▶ _Records to use_:
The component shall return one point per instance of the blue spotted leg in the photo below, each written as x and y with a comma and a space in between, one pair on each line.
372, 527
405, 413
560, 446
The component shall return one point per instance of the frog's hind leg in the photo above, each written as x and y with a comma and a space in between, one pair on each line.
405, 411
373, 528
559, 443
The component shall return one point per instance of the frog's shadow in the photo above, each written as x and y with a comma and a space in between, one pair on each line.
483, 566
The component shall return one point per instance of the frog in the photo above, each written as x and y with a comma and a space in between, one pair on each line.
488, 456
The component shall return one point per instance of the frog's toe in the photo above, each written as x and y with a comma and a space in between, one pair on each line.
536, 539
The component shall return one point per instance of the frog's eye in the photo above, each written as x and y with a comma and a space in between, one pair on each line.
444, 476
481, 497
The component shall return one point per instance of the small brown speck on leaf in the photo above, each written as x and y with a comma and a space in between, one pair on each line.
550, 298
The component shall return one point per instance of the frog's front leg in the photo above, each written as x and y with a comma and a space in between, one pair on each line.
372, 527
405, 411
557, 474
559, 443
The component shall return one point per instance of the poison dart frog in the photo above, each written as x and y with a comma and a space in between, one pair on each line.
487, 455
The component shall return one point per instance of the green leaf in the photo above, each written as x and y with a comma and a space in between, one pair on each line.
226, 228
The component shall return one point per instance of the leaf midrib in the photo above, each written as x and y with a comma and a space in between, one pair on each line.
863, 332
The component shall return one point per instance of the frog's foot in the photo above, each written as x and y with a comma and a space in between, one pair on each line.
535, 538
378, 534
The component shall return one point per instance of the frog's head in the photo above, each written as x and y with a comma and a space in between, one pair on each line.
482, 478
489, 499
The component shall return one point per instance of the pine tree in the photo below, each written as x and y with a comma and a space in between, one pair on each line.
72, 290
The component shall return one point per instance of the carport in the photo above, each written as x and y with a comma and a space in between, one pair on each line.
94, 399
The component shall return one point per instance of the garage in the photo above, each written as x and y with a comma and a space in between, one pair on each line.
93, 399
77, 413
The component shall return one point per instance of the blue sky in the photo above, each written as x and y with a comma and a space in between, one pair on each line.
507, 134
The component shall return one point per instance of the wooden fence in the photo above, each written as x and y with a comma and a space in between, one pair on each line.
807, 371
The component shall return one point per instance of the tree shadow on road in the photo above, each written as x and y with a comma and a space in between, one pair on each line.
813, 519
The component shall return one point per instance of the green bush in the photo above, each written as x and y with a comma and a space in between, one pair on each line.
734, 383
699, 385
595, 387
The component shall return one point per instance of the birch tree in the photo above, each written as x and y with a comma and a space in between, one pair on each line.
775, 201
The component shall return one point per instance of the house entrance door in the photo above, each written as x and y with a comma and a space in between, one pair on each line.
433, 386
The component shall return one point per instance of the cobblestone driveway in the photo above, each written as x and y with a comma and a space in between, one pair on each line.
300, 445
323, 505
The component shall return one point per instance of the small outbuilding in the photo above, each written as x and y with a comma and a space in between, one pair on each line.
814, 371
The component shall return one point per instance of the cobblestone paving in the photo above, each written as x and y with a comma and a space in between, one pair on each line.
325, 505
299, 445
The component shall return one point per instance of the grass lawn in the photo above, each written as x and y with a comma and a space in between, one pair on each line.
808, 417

▶ _Directions_: Recast every one of the rows above as a Markdown table with two columns, Index and Text, where Index holds a running line number and Text holds the line. Omit any blank lines.

▶ _Output for this task_:
| Index | Text |
|---|---|
| 1 | The component shall return one point per instance of the blue spotted leg in the photo below, each written as x and y with a comma and a space in between, one pair on each line. |
| 2 | 372, 527 |
| 3 | 405, 413 |
| 4 | 560, 446 |
| 5 | The component shall return one point per instance of the frog's hind leg in the photo above, each written as x and y with a comma and a space in between, one pair on each line. |
| 6 | 405, 411 |
| 7 | 373, 528 |
| 8 | 559, 443 |
| 9 | The component shall return one point per instance of the frog's shadow in the photo above, each written as x and y with a comma and a space in between, one pair on each line. |
| 10 | 483, 566 |
| 11 | The component shall return one point per instance of the frog in the photo above, each written as x and y with a comma and a space in between, one pair on each line. |
| 12 | 488, 456 |
| 13 | The component shall return one point per instance of the frog's toe in the photo above, each written as x and y with a comma and a space in between, one pair on each line. |
| 14 | 536, 539 |
| 15 | The component shall return one point per instance of the frog's eye in the photo above, each written as x and y with a comma and a space in between, one pair on each line. |
| 16 | 444, 476 |
| 17 | 481, 497 |
| 18 | The component shall return one point per instance of the small brown speck on leaf in the photo above, each written as x and y with a comma and a space in between, one pair on each line. |
| 19 | 550, 298 |
| 20 | The component shall return one point per instance of the frog's front leg in the photo above, each written as x and y with a comma and a space in between, one pair on each line. |
| 21 | 372, 527 |
| 22 | 405, 411 |
| 23 | 557, 474 |
| 24 | 559, 443 |
| 25 | The component shall return one point per instance of the poison dart frog in the photo above, each written as x and y with a comma and a space in between, one pair on each line. |
| 26 | 487, 455 |
| 27 | The component shall return one point per instance of the green leaf in the photo above, each written as x and y with a comma and a space in between, one pair on each line. |
| 28 | 226, 228 |
| 29 | The component shall return one point per instance of the leaf midrib in the photo above, each written as x and y with a comma and a space in between, one pair on each line. |
| 30 | 863, 332 |
| 31 | The component shall return one point per instance of the frog's foot in the photo above, each written as x and y with a comma and a space in between, one pair on each line. |
| 32 | 535, 538 |
| 33 | 378, 534 |
| 34 | The component shall return one point per instance of the frog's head in the photo above, each written as x and y with a comma and a space in between, one pair on each line. |
| 35 | 482, 478 |
| 36 | 489, 499 |
| 37 | The component shall return one point per instance of the pine tree in the photo below, each written as x and y with a comma and a space in between, one pair on each line. |
| 38 | 72, 290 |
| 39 | The component shall return one point per instance of the carport in the photo above, each written as x and y with a comma and a space in between, one pair on each line. |
| 40 | 94, 399 |
| 41 | The component shall return one point per instance of the garage in the photo above, each written as x and y with a comma and a space in between, one pair on each line. |
| 42 | 93, 399 |
| 43 | 77, 413 |
| 44 | The component shall return one point per instance of the blue sky in the photo above, each written as x and y with a comma and a space in between, one pair on each line. |
| 45 | 507, 134 |
| 46 | The component shall return one point per instance of the wooden fence in the photo above, each written as x and y with a comma and a space in between, one pair on each line. |
| 47 | 807, 371 |
| 48 | The component shall return one point per instance of the tree shadow on road in the photo above, each written as x and y with a comma and a space in between, one pair on each line. |
| 49 | 813, 519 |
| 50 | The component shall return one point per instance of the green bush in the photo above, each written as x and y with a comma and a space in between, one pair on each line. |
| 51 | 734, 383 |
| 52 | 699, 385 |
| 53 | 595, 387 |
| 54 | The component shall return one point per instance of the birch tree in the photo above, each written as x and y with a comma and a space in between, one pair on each line. |
| 55 | 775, 201 |
| 56 | The component shall return one point per instance of the house entrance door in the photo above, each written as x and y with a comma and a space in between, one pair on each line. |
| 57 | 433, 386 |
| 58 | The component shall return one point per instance of the cobblestone driveway in the photo above, each written as x and y with a comma and a space in between, one pair on each line. |
| 59 | 300, 445 |
| 60 | 323, 505 |
| 61 | The component shall return one point per instance of the small outbuilding in the photo above, each written as x and y with a comma and a space in between, one pair on each line. |
| 62 | 814, 371 |
| 63 | The component shall return one point per instance of the cobblestone paving in the photo above, each written as x and y with a comma and a space in between, one pair on each line. |
| 64 | 325, 505 |
| 65 | 299, 445 |
| 66 | The component shall return one point per instance of the grass lawn in the photo above, each written as x and y with a comma and a space in between, one pair on each line. |
| 67 | 808, 417 |